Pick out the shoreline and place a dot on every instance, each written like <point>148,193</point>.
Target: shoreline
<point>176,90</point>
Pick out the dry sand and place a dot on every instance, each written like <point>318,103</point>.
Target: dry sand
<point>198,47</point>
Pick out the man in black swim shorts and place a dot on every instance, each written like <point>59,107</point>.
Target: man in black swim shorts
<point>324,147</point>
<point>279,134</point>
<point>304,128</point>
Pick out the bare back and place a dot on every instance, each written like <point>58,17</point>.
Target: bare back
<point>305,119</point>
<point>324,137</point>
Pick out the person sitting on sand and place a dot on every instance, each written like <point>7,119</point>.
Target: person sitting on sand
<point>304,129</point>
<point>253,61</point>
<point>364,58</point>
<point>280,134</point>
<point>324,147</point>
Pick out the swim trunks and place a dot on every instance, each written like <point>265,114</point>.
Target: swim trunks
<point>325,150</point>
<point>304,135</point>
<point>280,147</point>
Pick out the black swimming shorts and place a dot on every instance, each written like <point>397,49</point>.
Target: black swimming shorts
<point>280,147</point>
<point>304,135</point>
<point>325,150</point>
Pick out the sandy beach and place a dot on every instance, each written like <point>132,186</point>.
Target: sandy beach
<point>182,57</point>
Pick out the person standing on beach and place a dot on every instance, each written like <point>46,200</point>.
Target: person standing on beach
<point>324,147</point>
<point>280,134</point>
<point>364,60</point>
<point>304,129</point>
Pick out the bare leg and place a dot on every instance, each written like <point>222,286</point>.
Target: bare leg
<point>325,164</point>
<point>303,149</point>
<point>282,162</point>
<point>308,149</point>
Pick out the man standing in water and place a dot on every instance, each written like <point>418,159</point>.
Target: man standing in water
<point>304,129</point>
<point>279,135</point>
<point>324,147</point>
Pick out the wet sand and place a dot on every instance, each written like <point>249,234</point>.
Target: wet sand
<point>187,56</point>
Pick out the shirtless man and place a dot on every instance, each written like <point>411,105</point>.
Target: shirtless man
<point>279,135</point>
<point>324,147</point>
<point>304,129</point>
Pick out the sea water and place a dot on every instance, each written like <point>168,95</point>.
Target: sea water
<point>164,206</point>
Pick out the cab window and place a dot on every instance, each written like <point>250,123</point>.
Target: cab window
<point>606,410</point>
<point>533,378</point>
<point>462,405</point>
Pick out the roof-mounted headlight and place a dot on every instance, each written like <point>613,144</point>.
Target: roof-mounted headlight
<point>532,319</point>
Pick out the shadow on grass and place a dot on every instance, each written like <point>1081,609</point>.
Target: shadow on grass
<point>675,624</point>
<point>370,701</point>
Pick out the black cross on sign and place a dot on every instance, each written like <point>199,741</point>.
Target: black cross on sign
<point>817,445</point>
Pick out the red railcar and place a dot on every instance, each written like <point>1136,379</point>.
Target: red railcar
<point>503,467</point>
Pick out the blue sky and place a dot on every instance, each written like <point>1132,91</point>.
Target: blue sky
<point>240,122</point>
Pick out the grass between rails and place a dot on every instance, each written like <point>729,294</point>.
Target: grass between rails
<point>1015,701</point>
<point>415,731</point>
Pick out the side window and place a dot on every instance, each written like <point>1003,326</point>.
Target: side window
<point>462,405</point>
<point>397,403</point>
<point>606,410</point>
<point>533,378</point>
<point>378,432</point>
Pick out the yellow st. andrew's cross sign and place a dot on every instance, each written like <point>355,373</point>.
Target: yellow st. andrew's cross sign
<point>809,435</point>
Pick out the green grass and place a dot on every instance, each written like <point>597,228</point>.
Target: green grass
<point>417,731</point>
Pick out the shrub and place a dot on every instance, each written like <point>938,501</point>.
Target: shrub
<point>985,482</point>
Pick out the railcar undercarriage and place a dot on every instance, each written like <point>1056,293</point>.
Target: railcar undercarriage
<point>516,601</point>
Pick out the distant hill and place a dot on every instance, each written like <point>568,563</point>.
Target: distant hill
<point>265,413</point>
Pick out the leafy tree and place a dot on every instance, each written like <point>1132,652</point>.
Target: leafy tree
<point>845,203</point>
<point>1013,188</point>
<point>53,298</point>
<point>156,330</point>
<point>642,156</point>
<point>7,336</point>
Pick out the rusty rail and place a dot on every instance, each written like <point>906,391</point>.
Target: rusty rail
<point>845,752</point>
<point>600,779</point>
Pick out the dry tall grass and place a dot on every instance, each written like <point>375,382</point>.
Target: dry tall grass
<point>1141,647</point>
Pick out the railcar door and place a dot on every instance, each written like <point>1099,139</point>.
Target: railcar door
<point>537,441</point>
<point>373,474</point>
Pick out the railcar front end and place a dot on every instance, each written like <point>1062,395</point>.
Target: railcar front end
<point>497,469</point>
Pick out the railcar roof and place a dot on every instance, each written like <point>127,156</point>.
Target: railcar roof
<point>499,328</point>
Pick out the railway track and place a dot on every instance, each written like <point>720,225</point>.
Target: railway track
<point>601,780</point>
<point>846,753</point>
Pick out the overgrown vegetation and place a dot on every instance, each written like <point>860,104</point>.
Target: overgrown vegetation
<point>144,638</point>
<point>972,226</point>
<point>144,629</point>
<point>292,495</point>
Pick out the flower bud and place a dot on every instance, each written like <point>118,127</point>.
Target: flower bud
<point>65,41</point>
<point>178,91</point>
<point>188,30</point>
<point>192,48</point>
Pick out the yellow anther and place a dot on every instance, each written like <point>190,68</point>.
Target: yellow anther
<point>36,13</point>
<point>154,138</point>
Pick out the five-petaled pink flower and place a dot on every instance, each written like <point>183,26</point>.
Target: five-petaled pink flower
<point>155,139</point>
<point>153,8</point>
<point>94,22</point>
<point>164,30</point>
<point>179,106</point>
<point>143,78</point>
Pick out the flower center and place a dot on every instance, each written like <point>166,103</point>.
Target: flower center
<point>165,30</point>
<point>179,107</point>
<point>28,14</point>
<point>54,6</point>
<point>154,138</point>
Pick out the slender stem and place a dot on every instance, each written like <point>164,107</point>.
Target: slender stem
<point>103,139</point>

### [What is asked]
Copy every line of the data from the line containing "Pick out the shirtless" down to the line containing "<point>240,122</point>", both included. Move each coordinate in the lines that consist only of a point up by 33, and leave every other number unchanged.

### [Solution to this exercise]
Pick out the shirtless man and place a dot on every instance, each written like <point>411,105</point>.
Target: shirtless man
<point>312,168</point>
<point>357,180</point>
<point>337,162</point>
Pick out the sea water and place a dot on every instance, each written like <point>168,95</point>.
Target: sea water
<point>197,239</point>
Pick out the cab window and place a dot on every instance, each written like <point>250,123</point>.
Target: cab window
<point>639,443</point>
<point>566,411</point>
<point>495,438</point>
Pick out the roof-mounted headlight and place a dot on every instance, each written like <point>613,144</point>.
Target: roof-mounted headlight
<point>565,352</point>
Pick out the shadow on grass and place a dot on every instance, each written like <point>1081,609</point>.
Target: shadow on grass
<point>708,657</point>
<point>403,734</point>
Pick out the black cross on sign and place a dot on every instance, each written like <point>199,741</point>.
Target: black cross on sign
<point>850,478</point>
Pick out the red railcar and place a dot on every instance, each written like <point>1136,379</point>.
Target: red railcar
<point>536,500</point>
Pick out the blue sky and place a dot on every instance, each written like <point>1132,91</point>.
Target: blue sky
<point>273,155</point>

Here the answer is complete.